Point localization data:

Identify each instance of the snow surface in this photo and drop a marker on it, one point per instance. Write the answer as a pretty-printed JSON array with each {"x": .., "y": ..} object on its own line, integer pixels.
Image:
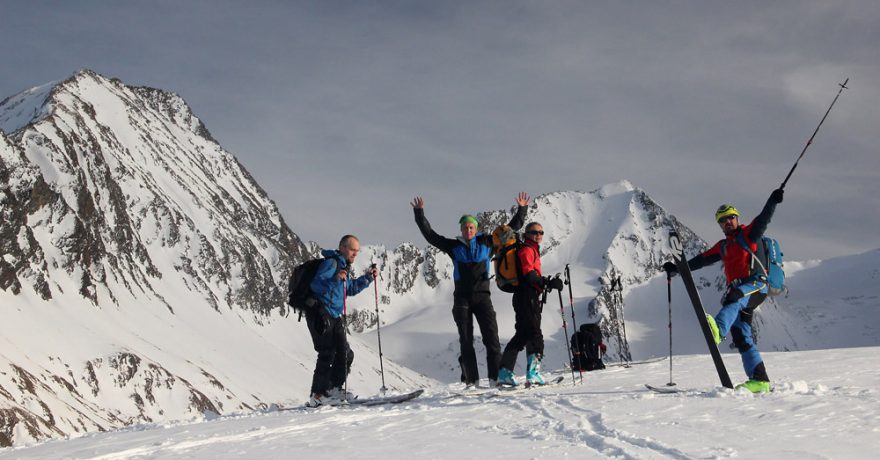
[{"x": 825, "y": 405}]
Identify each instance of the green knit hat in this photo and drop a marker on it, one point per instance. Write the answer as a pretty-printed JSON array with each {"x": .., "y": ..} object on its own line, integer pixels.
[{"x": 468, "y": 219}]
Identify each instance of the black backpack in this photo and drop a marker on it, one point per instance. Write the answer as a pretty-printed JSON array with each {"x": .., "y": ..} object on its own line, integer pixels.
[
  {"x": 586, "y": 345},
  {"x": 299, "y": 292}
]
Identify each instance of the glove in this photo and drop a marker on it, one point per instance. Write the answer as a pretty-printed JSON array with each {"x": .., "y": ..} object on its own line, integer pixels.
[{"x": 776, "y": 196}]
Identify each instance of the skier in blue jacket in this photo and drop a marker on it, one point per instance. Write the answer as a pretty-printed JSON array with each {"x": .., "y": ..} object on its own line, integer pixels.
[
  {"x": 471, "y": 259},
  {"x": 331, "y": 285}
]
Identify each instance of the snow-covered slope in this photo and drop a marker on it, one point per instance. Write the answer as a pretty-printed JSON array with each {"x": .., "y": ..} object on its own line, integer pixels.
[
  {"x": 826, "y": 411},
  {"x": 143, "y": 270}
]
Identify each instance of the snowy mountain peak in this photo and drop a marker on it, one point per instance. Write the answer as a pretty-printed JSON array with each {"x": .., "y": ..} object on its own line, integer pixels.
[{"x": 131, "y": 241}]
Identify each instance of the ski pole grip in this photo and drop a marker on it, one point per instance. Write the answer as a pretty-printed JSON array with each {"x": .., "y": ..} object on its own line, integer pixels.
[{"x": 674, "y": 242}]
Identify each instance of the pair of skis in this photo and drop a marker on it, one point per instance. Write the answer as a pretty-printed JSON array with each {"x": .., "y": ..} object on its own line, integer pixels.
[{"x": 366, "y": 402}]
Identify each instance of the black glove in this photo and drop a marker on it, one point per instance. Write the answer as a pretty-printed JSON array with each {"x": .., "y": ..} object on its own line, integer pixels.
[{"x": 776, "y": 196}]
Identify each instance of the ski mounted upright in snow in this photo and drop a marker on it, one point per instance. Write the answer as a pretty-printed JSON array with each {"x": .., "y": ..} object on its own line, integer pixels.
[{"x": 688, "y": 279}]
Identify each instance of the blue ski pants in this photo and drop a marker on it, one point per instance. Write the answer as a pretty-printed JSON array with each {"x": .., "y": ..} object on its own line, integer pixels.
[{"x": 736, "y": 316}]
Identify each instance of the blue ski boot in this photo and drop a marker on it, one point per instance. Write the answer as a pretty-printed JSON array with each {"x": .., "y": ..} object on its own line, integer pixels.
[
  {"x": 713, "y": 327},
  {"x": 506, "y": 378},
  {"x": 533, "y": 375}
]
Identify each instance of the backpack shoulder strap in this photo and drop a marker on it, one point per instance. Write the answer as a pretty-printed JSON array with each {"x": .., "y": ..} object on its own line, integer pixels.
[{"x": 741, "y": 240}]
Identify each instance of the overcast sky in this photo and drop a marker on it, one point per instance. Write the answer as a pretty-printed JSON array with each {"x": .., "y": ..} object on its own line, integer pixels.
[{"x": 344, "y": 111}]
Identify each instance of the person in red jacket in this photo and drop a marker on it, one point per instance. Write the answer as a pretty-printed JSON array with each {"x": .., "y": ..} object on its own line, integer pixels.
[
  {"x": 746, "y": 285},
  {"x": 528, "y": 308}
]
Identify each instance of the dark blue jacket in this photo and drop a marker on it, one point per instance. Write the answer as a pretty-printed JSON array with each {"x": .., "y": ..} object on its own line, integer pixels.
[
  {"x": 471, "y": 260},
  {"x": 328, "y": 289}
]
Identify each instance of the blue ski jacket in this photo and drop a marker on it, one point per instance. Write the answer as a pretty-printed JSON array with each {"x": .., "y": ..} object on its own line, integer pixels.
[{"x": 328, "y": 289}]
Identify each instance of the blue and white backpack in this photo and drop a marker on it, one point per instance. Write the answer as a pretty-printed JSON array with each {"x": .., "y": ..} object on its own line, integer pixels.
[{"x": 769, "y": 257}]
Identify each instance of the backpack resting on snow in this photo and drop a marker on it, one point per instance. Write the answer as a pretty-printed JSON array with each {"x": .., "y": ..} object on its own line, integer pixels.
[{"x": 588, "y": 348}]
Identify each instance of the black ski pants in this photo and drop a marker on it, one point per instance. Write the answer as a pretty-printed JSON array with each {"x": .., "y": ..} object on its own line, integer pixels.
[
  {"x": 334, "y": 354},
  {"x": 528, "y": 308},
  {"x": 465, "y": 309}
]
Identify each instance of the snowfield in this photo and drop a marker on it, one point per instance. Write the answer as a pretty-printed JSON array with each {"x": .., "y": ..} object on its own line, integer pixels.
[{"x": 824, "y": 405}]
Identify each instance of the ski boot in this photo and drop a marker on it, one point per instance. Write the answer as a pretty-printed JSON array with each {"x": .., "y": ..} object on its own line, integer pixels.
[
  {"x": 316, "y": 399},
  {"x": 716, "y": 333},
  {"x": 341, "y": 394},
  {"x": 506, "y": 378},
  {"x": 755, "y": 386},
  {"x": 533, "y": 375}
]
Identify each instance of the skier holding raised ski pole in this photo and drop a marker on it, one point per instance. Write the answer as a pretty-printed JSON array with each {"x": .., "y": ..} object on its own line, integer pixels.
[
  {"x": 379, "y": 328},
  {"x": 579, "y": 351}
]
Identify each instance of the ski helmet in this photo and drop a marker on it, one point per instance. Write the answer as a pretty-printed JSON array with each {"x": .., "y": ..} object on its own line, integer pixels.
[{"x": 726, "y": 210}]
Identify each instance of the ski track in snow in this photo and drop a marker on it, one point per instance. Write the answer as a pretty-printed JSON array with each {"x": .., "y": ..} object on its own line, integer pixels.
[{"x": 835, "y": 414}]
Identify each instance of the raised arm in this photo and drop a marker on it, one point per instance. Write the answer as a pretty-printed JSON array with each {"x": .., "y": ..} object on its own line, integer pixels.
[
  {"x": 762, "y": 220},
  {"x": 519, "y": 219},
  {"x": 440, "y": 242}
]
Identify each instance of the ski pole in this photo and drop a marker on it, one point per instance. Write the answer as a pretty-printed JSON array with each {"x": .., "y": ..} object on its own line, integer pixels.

# Task objective:
Print each of the records above exactly as written, leaving no picture in the copy.

# Task answer:
Identify each instance of the snow surface in this photo and drop a marker on it, one point per instance. Write the answer as a pretty-printed JSON array with each {"x": .., "y": ..} object on its own line, integer pixels.
Image:
[{"x": 825, "y": 405}]
Identify each instance of the green knit hat in this photo and drop a marker on it, one point per instance. Write the answer as a pretty-printed JSON array with each {"x": .., "y": ..} object on its own line, integer pixels.
[{"x": 468, "y": 219}]
Identify each instance of the black backpack in this photo and drop a marker on it, one point per instance. Write the answer as a pretty-printed JSON array with each {"x": .., "y": ..} object on its own line, integer pixels.
[
  {"x": 586, "y": 345},
  {"x": 299, "y": 292}
]
Identify each instance of the glove in this photo and drop a marker on it, one point per instance. Write the answer as a pretty-printed JSON array with each {"x": .., "y": ..} object on its own line, integer pixels.
[{"x": 776, "y": 196}]
Identify each instance of the skier in blue jacket in this photo and drop a marker on it, one point per instance. Write the answer as a pretty-printed JSON array with each {"x": .., "y": ..} object on its own line, integer pixels.
[
  {"x": 471, "y": 259},
  {"x": 331, "y": 285}
]
Identify each instance of the snow-covered slope in this photo and drop a marker on it, one point per instance. Write the answer as a pretty-printed JSON array with each {"x": .., "y": ..} object on its own line, integer pixels.
[
  {"x": 826, "y": 411},
  {"x": 143, "y": 270}
]
Identify each instance of the snowy mountain peak in this photo and drop a marker on it, one point per instance. Write the answer as a pretty-printed JSON array with each {"x": .., "y": ..} object on its own line, integer pixels.
[{"x": 131, "y": 241}]
Identify each instance of the ski pole grip in this photo and drop a marker on it, one point per instance. Write the answer as a pretty-printed JSON array with each {"x": .., "y": ..} object on its own line, integer pixels.
[{"x": 674, "y": 242}]
Identify each instance of the pair of skis in this photo and drop a marker on it, one point per instance. Write the answer as a pretty-printed JSON array with each {"x": .., "y": ..} object on its own line, integer pixels.
[{"x": 366, "y": 402}]
Identify each instance of the black glove in this photo and drop a marker on it, one point per instance. Write the answer as a pretty-printed JSON array with each {"x": .., "y": ..} object on its own line, integer pixels.
[{"x": 776, "y": 196}]
Identify each instance of the ski mounted upright in snow in this photo and drop a marker on it, one point per instance. Write the answer as a pretty-printed JSON array with each {"x": .., "y": ..} object on its own line, integer pixels.
[{"x": 688, "y": 279}]
Identify each instance of the blue ski pants in this photo and drop a marker on it, one point per instance. Write the answer as a pretty-printed JSON array with each {"x": .., "y": ..} object on its own line, integer pixels.
[{"x": 736, "y": 316}]
Identify each instance of the blue ski boot in this photo and drop a marker on it, one point per instance. Write the answer as a pretty-printed JSON array with each {"x": .., "y": ..} object on its own line, integer pixels.
[
  {"x": 713, "y": 327},
  {"x": 506, "y": 378},
  {"x": 533, "y": 375}
]
Identify each instance of the backpack shoulder strap in this photo and drop a marker on it, one point per instance. Write the answer as a pretty-printed JSON array with each {"x": .., "y": ..} object on its own line, integer pixels.
[{"x": 741, "y": 240}]
Identify each instance of the overcast sky in this photo and drop a marker on it, one point per instance. Write the answer as a pretty-printed JSON array with each {"x": .., "y": ..} object on its own line, integer pixels.
[{"x": 344, "y": 111}]
Identify each instance of the person in red jacket in this photo and drop a marker on it, one point per instance. Write the answer as a pretty-printed JSON array with each {"x": .., "y": ..} object on its own line, integer pixels.
[
  {"x": 746, "y": 285},
  {"x": 528, "y": 308}
]
Identify each instance of the dark blue jacket in this photo and drop a marker on it, one point per instance. Write the answer as a pretty-printed JSON array with each {"x": .., "y": ..} object on its own line, integer pixels.
[
  {"x": 471, "y": 260},
  {"x": 328, "y": 289}
]
Identify each instance of the blue ski jacket in this photo and drop a marker on it, one point per instance. Write the answer as a pretty-printed JSON array with each {"x": .., "y": ..} object on its own line, integer pixels.
[{"x": 328, "y": 289}]
Identify each instance of the blue and white backpack in this photo and drop a marker on it, one point per instance. Write the answer as a pretty-printed JSON array with each {"x": .., "y": ..} object on its own line, integer pixels.
[{"x": 769, "y": 257}]
Identify each instance of the backpack resting on snow in this photo and drop a marker on it, one point per instance. Write the answer as a pretty-printed JSON array with each {"x": .., "y": ..} object on its own line, integer pixels.
[{"x": 588, "y": 348}]
Identify each instance of the black ski pants in this photo and drop a marker on it, one point per instance. Write the answer as a pretty-printed JSON array with each {"x": .., "y": ..} object on its own line, integer pixels.
[
  {"x": 334, "y": 354},
  {"x": 528, "y": 308},
  {"x": 465, "y": 309}
]
Identify each instance of the snowfield in this photo and drop a marker on it, one point per instance. Write the answer as a pretty-printed JSON array with each {"x": .., "y": ..} object on its own line, integer pixels.
[{"x": 824, "y": 405}]
Identify each instance of the ski boot in this photo and drop a marker on it, one point per instance. Write the answer as a pretty-printed JSON array with each {"x": .., "y": ..} object on its own line, integer pixels.
[
  {"x": 316, "y": 399},
  {"x": 716, "y": 333},
  {"x": 341, "y": 394},
  {"x": 506, "y": 378},
  {"x": 755, "y": 386},
  {"x": 533, "y": 375}
]
Identify each instance of the skier holding raised ski pole in this photo and drop a marker on it, one point per instance. Write the answer as a pretty-printed JSON array with each {"x": .., "y": ..} object on its own line, integer pixels.
[
  {"x": 379, "y": 328},
  {"x": 579, "y": 351}
]
Identify each instance of the ski helmet in this photo and drop a marker on it, one point per instance. Write the answer as a pretty-printed JSON array with each {"x": .., "y": ..} object on its own line, integer pixels.
[{"x": 726, "y": 210}]
Identify each instance of the ski track in snow in this photo and drop a marker on it, one point per instance. Write the answer as a pretty-printed JSON array with each {"x": .., "y": ..} object on its own line, integer pixels.
[{"x": 835, "y": 414}]
Identify each instance of the raised arm in this photo and drop a marker on it, one point per instance. Write the answer as a pretty-printed JSON array with each {"x": .., "y": ..} object on its own line, integer pixels.
[
  {"x": 762, "y": 220},
  {"x": 519, "y": 219},
  {"x": 440, "y": 242}
]
Identify each instance of the ski pole in this photo and drop a marker on it, one point per instance. Write the answer as a pretty-printed JSON array with each {"x": .., "y": ..} object on its own line, integer pixels.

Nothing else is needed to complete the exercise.